THE INPUT:
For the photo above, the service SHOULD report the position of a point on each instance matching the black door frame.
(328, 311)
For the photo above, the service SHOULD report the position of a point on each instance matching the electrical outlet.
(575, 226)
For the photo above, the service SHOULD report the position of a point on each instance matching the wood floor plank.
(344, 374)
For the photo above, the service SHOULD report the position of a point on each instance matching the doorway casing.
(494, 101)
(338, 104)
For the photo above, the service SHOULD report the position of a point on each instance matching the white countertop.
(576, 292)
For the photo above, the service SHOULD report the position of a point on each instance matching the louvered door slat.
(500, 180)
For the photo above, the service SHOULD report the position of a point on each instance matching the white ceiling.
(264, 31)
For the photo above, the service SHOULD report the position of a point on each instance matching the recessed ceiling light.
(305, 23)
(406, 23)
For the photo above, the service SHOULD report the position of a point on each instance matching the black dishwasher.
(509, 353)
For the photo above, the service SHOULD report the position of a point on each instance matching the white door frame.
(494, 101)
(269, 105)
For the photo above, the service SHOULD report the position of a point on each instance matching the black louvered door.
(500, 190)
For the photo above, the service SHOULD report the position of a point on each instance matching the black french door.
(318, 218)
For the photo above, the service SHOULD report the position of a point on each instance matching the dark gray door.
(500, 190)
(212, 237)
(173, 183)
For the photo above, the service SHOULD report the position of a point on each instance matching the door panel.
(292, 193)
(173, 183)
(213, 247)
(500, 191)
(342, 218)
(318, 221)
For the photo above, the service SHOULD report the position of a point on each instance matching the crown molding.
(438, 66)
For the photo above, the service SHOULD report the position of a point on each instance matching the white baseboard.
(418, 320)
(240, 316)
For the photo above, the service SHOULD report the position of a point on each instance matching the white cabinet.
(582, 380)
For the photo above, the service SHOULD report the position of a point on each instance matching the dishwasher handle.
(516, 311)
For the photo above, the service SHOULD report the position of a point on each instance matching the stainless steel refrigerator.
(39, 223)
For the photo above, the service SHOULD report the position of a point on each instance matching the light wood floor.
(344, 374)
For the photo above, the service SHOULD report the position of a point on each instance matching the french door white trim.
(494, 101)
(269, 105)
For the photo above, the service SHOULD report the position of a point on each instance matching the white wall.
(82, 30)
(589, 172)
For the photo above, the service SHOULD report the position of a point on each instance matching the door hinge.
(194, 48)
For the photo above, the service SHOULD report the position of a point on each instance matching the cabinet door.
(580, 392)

WHAT TO PRODUCE: Return all of the material exactly as written, from the first line through the last.

RESULT:
For the photo above, the service SHOULD report the position of a point on each instance matching the black door frame.
(328, 311)
For the photo above, the service SHOULD report the position of a point on each instance matching the electrical outlet.
(575, 226)
For the photo above, the service SHOULD report the position of a point on each instance matching the wood floor plank.
(344, 374)
For the photo above, the service SHOULD report the position of a point on each instance matching the doorway casing.
(494, 101)
(338, 104)
For the photo above, the service SHOULD report the position of a point on each instance matching the white countertop.
(576, 292)
For the photo above, the service SHOULD report the position of a point on each instance matching the louvered door slat.
(500, 180)
For the photo above, the service SHOULD report the position of a point on each instance matching the white ceiling.
(264, 31)
For the photo above, the service SHOULD report the position of a point on each instance matching the recessed ceiling light.
(305, 23)
(406, 23)
For the photo above, the service SHOULD report the position of a point on each instance matching the black dishwasher.
(509, 353)
For the photo above, the service SHOULD report the position of a point on each instance matching the white door frame.
(494, 101)
(269, 105)
For the photo above, the service SHOULD report the position of a point on each instance matching the black louvered door.
(500, 190)
For the photo above, the service SHOULD report the position of a point on each instance matching the black french door.
(318, 218)
For the photo above, the service SHOULD report the position of a point on each instance matching the dark gray door.
(500, 190)
(212, 237)
(173, 183)
For the photo above, the service SHOULD report the position of a point on each instance matching the door panel.
(292, 193)
(173, 183)
(213, 247)
(500, 191)
(342, 218)
(318, 221)
For the photo above, the service SHOULD report the position of a point on each instance matching the crown molding.
(438, 66)
For the photo above, the service SHOULD report the position of a point on each instance matching the white baseboard.
(418, 320)
(240, 316)
For the photo above, the service SHOULD report the position of a point on each instance matching the white cabinet.
(582, 380)
For the photo above, the service SHOULD report the position of a point on each instance matching the dishwasher handle.
(516, 311)
For the photo above, the service SHOULD report the position of a point on each instance matching the stainless steel refrigerator.
(39, 223)
For the photo above, the service SHOULD report the position of a point on each instance matching the light wood floor.
(344, 374)
For the photo above, the service SHOULD report the position of a point on each instance matching the french door white trim.
(494, 101)
(269, 105)
For the photo above, the service SHOULD report the position of a point on each instance matching the white wall.
(82, 30)
(589, 172)
For the photo above, the service SHOULD report the position of a point on each instance matching the door hinge.
(194, 48)
For the photo above, the service SHOULD report the position of a point on each instance matching the cabinet door.
(580, 392)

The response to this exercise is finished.